- **Records for processing**
○ ○ ○ ○ ○ ○ ○
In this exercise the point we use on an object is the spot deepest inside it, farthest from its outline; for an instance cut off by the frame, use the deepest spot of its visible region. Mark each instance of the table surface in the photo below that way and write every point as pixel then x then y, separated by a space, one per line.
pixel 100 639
○ ○ ○ ○ ○ ○ ○
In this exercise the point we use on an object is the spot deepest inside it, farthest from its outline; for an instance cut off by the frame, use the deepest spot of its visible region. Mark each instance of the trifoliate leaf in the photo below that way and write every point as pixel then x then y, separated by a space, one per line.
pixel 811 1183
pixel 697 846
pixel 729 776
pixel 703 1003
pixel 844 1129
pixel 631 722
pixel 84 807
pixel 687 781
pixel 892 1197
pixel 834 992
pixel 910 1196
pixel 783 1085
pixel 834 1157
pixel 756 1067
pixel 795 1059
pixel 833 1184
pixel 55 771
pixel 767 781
○ ○ ○ ○ ○ ○ ○
- **Problem**
Update the records from the line with "of the table" up to and including the line with "pixel 100 639" by replacing "outline" with "boundary" and leaving all else unchanged. Return only those lines.

- **Result**
In this exercise the point we use on an object is the spot deepest inside it, farthest from its boundary; for an instance cut off by the frame, use the deepest spot of its visible region. Mark each instance of the table surface in the photo below that way and write every point as pixel then x then y, separated by a space, one per line.
pixel 100 639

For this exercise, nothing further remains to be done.